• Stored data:

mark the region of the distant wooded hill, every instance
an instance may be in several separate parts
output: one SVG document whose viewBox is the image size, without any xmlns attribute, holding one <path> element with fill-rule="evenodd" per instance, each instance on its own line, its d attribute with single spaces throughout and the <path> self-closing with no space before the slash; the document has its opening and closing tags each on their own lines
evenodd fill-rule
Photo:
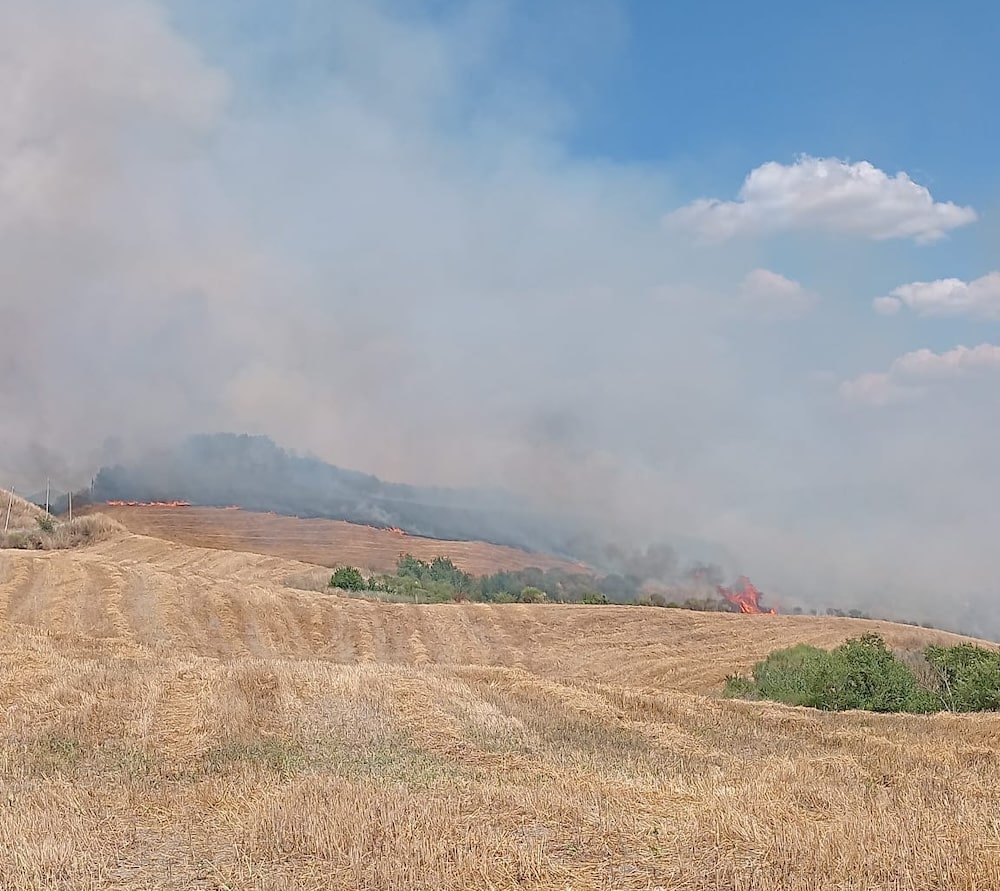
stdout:
<svg viewBox="0 0 1000 891">
<path fill-rule="evenodd" d="M 566 553 L 572 538 L 568 522 L 532 512 L 504 492 L 388 483 L 245 434 L 193 436 L 139 461 L 104 467 L 91 497 L 236 505 L 557 553 Z"/>
</svg>

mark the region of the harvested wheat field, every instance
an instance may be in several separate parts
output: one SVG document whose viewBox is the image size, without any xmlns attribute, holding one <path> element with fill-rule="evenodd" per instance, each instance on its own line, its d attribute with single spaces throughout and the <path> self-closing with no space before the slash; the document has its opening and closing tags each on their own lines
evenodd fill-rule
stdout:
<svg viewBox="0 0 1000 891">
<path fill-rule="evenodd" d="M 0 888 L 1000 888 L 1000 718 L 723 701 L 837 619 L 351 599 L 0 552 Z"/>
<path fill-rule="evenodd" d="M 441 541 L 376 529 L 340 520 L 299 519 L 237 508 L 162 505 L 90 505 L 114 517 L 132 532 L 204 548 L 225 548 L 305 560 L 321 566 L 358 566 L 373 572 L 396 568 L 400 554 L 421 560 L 451 557 L 473 575 L 502 569 L 586 570 L 549 554 L 532 553 L 482 541 Z"/>
</svg>

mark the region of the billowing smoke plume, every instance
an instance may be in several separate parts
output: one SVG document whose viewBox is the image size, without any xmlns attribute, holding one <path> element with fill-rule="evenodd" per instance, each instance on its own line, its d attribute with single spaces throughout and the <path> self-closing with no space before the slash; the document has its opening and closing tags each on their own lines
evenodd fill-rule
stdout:
<svg viewBox="0 0 1000 891">
<path fill-rule="evenodd" d="M 515 540 L 527 505 L 642 550 L 640 574 L 666 541 L 670 578 L 714 560 L 1000 633 L 995 388 L 848 410 L 838 381 L 891 360 L 858 297 L 912 281 L 909 254 L 664 225 L 747 170 L 609 157 L 588 103 L 627 8 L 0 0 L 0 485 L 247 431 L 516 495 L 431 499 L 412 519 L 436 533 L 466 511 L 464 535 L 503 515 L 491 537 Z M 747 281 L 809 299 L 761 313 Z M 374 491 L 347 500 L 413 509 Z"/>
</svg>

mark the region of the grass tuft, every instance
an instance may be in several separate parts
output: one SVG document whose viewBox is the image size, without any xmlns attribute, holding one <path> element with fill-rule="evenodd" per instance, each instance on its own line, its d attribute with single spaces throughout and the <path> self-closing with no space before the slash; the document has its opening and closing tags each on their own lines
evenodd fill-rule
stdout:
<svg viewBox="0 0 1000 891">
<path fill-rule="evenodd" d="M 34 518 L 34 528 L 0 532 L 0 548 L 22 551 L 58 551 L 107 541 L 125 532 L 117 520 L 104 514 L 87 514 L 58 522 L 48 514 Z"/>
</svg>

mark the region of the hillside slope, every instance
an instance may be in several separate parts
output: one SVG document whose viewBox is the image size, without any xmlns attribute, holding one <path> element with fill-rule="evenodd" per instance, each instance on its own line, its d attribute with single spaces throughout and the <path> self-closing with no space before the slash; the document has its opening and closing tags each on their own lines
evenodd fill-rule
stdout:
<svg viewBox="0 0 1000 891">
<path fill-rule="evenodd" d="M 321 566 L 358 566 L 390 572 L 402 553 L 422 560 L 451 557 L 466 572 L 488 575 L 501 569 L 586 571 L 579 563 L 482 541 L 443 541 L 401 535 L 340 520 L 299 519 L 278 514 L 209 507 L 97 504 L 87 511 L 114 517 L 139 535 L 195 547 L 250 551 Z"/>
<path fill-rule="evenodd" d="M 322 570 L 127 536 L 79 551 L 0 552 L 0 617 L 47 633 L 209 657 L 487 664 L 551 678 L 714 692 L 788 641 L 879 630 L 897 646 L 959 640 L 909 626 L 644 607 L 380 603 L 289 587 Z"/>
<path fill-rule="evenodd" d="M 5 526 L 10 529 L 37 528 L 36 520 L 45 515 L 45 511 L 30 501 L 0 489 L 0 532 Z"/>
<path fill-rule="evenodd" d="M 281 448 L 266 436 L 217 433 L 164 444 L 125 466 L 103 467 L 99 501 L 188 501 L 203 507 L 399 526 L 414 535 L 558 549 L 573 534 L 509 492 L 390 483 Z"/>
<path fill-rule="evenodd" d="M 996 716 L 713 695 L 878 628 L 381 604 L 125 536 L 0 552 L 0 887 L 1000 887 Z"/>
</svg>

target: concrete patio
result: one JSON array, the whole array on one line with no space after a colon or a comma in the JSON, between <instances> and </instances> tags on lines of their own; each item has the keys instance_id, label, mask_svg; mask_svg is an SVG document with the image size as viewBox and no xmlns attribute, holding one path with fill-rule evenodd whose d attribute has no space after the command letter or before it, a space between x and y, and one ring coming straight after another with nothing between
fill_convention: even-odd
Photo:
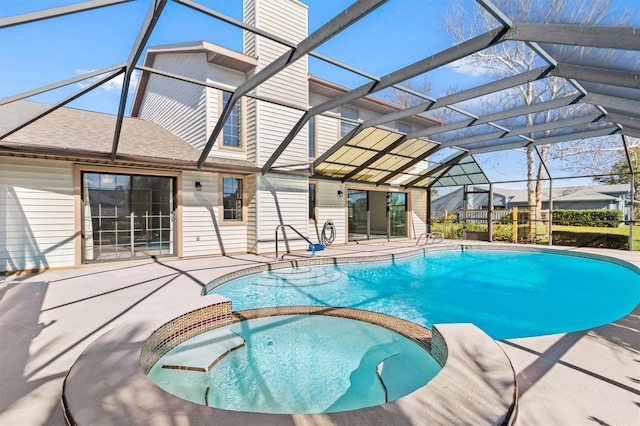
<instances>
[{"instance_id":1,"label":"concrete patio","mask_svg":"<svg viewBox=\"0 0 640 426\"><path fill-rule=\"evenodd\" d=\"M318 256L414 249L415 240L377 241L331 247ZM640 266L637 252L557 249ZM62 382L98 336L157 310L177 316L184 311L181 302L188 303L212 279L273 261L273 256L254 255L158 259L0 277L0 424L65 424ZM500 345L517 374L516 424L640 424L640 307L591 330Z\"/></svg>"}]
</instances>

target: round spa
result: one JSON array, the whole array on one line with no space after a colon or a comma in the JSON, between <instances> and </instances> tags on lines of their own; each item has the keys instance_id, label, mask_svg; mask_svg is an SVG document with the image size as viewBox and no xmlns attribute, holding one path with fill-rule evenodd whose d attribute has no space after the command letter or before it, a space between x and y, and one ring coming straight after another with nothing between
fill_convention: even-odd
<instances>
[{"instance_id":1,"label":"round spa","mask_svg":"<svg viewBox=\"0 0 640 426\"><path fill-rule=\"evenodd\" d=\"M148 377L188 401L235 411L332 413L396 400L440 371L426 348L365 321L277 315L193 337Z\"/></svg>"}]
</instances>

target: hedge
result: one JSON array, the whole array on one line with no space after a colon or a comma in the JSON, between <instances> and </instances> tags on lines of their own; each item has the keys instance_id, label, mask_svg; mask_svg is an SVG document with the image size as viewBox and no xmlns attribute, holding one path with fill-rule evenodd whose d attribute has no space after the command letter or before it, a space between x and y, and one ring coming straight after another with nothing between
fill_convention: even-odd
<instances>
[{"instance_id":1,"label":"hedge","mask_svg":"<svg viewBox=\"0 0 640 426\"><path fill-rule=\"evenodd\" d=\"M553 231L553 244L573 247L598 247L619 250L629 249L626 235L599 234L594 232Z\"/></svg>"},{"instance_id":2,"label":"hedge","mask_svg":"<svg viewBox=\"0 0 640 426\"><path fill-rule=\"evenodd\" d=\"M554 210L555 225L604 226L616 228L622 222L620 210Z\"/></svg>"}]
</instances>

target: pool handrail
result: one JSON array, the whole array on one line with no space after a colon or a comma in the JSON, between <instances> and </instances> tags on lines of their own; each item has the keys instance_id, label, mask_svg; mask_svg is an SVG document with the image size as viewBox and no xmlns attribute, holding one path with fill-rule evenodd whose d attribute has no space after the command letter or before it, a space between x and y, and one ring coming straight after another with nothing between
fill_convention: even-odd
<instances>
[{"instance_id":1,"label":"pool handrail","mask_svg":"<svg viewBox=\"0 0 640 426\"><path fill-rule=\"evenodd\" d=\"M315 254L316 254L316 247L315 247L315 244L313 244L313 243L311 242L311 240L309 240L307 237L305 237L305 236L304 236L304 235L302 235L300 232L298 232L298 230L297 230L296 228L294 228L293 226L291 226L291 225L287 225L287 224L284 224L284 225L278 225L278 226L276 226L276 259L284 259L284 256L285 256L287 253L289 253L289 251L287 250L287 253L283 254L283 255L282 255L282 258L278 257L278 230L279 230L279 229L281 229L281 228L291 228L291 230L292 230L293 232L295 232L296 234L298 234L298 235L299 235L303 240L305 240L307 243L309 243L309 247L311 248L311 256L310 256L310 257L315 256ZM282 233L282 235L285 237L285 241L286 241L286 236L284 235L284 232Z\"/></svg>"},{"instance_id":2,"label":"pool handrail","mask_svg":"<svg viewBox=\"0 0 640 426\"><path fill-rule=\"evenodd\" d=\"M431 241L431 244L444 242L444 234L442 232L423 232L418 237L416 246L420 244L420 240L422 239L422 237L425 237L424 245L429 244L429 241ZM440 240L436 241L436 238L439 238Z\"/></svg>"}]
</instances>

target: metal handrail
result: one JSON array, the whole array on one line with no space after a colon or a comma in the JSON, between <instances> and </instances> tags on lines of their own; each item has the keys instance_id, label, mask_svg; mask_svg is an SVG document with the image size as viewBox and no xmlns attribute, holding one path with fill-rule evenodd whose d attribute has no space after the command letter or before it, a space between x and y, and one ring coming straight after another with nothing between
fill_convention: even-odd
<instances>
[{"instance_id":1,"label":"metal handrail","mask_svg":"<svg viewBox=\"0 0 640 426\"><path fill-rule=\"evenodd\" d=\"M316 254L316 246L315 246L315 244L313 244L313 243L311 242L311 240L309 240L307 237L305 237L304 235L302 235L300 232L298 232L298 230L297 230L296 228L294 228L294 227L293 227L293 226L291 226L291 225L278 225L278 226L276 226L276 259L279 259L279 258L278 258L278 230L279 230L280 228L291 228L291 230L292 230L293 232L295 232L296 234L298 234L298 235L299 235L303 240L305 240L306 242L308 242L308 243L309 243L309 247L311 247L311 257L315 256L315 254ZM284 235L284 232L282 233L282 235L285 237L285 240L286 240L286 236ZM289 253L289 251L288 251L288 250L287 250L287 253ZM282 255L282 258L280 258L280 259L284 259L284 256L285 256L287 253L283 254L283 255Z\"/></svg>"},{"instance_id":2,"label":"metal handrail","mask_svg":"<svg viewBox=\"0 0 640 426\"><path fill-rule=\"evenodd\" d=\"M429 244L429 240L431 240L431 244L436 243L436 237L440 238L440 241L438 241L439 243L444 241L444 234L442 232L423 232L418 237L418 241L416 241L416 246L420 244L420 240L422 239L422 237L425 237L425 241L424 241L425 245Z\"/></svg>"}]
</instances>

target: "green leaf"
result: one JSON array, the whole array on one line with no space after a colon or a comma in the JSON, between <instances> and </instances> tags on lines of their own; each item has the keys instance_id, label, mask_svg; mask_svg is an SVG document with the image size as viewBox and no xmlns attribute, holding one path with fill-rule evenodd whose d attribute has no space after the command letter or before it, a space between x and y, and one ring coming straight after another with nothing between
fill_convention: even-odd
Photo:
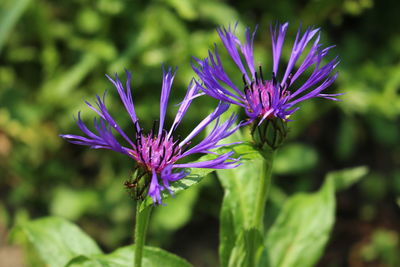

• Action item:
Where a line of the records includes "every", copy it.

• Task result:
mark the region of the distant wooded hill, every instance
mark the region of the harvested wheat field, every instance
mark the region of the billowing smoke plume, every instance
mark the region of the grass tuft, every instance
mark the region of the hillside slope, every instance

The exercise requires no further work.